#### RECORDS SUPPLIED
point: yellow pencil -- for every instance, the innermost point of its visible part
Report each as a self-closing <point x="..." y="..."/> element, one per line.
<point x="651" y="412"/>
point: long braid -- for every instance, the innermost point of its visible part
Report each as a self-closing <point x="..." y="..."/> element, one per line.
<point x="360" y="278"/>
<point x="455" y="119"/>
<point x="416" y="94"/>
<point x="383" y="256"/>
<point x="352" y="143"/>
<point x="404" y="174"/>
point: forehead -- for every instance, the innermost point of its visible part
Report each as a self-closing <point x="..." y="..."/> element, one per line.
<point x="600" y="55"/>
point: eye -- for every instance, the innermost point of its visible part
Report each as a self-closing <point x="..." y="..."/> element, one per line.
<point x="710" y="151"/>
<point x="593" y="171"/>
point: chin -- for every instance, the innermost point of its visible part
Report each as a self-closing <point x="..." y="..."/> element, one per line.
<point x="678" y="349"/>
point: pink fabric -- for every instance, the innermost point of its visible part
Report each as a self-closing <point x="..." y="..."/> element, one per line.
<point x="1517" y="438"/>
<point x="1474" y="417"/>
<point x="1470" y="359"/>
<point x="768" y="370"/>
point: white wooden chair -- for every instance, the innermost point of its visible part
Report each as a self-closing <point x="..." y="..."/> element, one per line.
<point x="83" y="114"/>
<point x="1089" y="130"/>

...

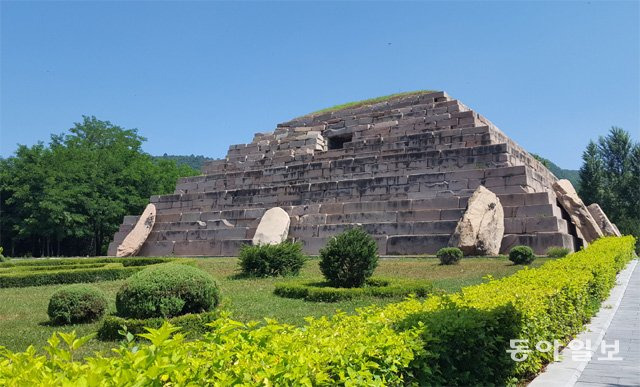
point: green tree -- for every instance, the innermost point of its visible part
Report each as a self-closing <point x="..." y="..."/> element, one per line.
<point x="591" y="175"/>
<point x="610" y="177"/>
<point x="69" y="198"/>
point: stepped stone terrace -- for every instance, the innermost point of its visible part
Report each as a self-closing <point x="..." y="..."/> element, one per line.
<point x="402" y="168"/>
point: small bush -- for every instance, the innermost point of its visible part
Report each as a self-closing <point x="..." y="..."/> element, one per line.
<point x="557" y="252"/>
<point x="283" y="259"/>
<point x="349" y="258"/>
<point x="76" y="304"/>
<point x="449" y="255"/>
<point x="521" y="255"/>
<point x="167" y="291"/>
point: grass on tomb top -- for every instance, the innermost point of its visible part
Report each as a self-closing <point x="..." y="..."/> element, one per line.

* * *

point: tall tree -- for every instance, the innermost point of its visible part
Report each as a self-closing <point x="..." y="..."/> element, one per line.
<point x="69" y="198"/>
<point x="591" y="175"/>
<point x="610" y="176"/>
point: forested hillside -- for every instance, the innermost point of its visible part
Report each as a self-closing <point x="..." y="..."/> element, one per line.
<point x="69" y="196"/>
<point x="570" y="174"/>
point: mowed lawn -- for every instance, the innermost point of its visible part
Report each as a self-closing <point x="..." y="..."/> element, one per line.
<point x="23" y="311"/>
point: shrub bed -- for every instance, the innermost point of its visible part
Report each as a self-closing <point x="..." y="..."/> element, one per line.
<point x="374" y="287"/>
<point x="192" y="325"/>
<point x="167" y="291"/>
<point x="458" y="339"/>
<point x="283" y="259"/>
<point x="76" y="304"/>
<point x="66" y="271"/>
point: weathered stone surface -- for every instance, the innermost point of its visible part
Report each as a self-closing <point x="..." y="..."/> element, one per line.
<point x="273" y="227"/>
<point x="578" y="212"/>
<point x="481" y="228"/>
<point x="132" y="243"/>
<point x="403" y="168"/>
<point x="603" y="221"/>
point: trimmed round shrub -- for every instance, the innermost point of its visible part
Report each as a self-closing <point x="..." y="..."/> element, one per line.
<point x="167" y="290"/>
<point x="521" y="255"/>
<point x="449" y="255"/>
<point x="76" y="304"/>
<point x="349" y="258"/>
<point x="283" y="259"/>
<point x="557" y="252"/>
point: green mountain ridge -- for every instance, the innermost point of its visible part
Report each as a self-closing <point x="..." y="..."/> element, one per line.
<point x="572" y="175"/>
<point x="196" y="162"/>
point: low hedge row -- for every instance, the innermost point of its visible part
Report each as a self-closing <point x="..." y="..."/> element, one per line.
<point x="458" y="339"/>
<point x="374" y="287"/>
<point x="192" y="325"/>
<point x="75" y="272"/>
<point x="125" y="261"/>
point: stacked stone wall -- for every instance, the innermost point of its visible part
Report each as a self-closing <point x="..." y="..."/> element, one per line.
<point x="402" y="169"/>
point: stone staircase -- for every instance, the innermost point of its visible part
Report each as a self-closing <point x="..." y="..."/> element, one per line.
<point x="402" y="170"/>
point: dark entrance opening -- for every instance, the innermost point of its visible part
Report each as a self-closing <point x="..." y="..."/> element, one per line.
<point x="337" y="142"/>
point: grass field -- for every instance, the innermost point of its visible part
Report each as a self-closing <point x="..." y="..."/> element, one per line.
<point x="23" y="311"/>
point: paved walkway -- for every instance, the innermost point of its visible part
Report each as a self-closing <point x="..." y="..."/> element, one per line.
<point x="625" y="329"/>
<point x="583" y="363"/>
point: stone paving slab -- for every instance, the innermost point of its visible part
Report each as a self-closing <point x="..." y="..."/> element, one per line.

#### TASK DETAILS
Copy out every line in the rows above that contains the string "grass". Match it with the exact case.

#### RESULT OF THIS EXERCISE
point: grass on tomb top -- for every instance, the innermost point of its visible part
point: grass field -- for every instance, the innermost point of its visible part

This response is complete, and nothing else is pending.